▶ _Assignment_
The lines you return should be those containing the string "query", taken from the data below.

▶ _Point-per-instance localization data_

┄┄┄┄┄┄

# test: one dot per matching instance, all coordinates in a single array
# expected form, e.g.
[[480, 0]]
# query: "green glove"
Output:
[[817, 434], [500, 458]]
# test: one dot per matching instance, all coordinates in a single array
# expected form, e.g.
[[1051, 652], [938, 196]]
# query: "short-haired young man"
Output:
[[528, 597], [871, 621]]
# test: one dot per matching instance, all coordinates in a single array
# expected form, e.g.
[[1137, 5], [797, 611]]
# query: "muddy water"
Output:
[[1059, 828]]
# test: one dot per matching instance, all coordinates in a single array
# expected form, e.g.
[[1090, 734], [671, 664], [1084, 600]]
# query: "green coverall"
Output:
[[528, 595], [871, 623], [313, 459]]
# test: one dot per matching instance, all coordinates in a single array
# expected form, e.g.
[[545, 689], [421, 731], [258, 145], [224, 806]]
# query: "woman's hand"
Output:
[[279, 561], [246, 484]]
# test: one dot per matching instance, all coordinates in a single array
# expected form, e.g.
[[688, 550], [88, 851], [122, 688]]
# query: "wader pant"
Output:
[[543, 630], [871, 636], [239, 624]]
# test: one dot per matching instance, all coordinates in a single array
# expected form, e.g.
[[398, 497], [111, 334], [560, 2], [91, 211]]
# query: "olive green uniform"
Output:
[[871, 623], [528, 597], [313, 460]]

┄┄┄┄┄┄

▶ _Answer to this exercise_
# query: "green glove"
# query: "short-haired young man"
# query: "muddy water"
# query: "green coverall"
# query: "woman's hand"
# query: "wader pant"
# query: "olive green uniform"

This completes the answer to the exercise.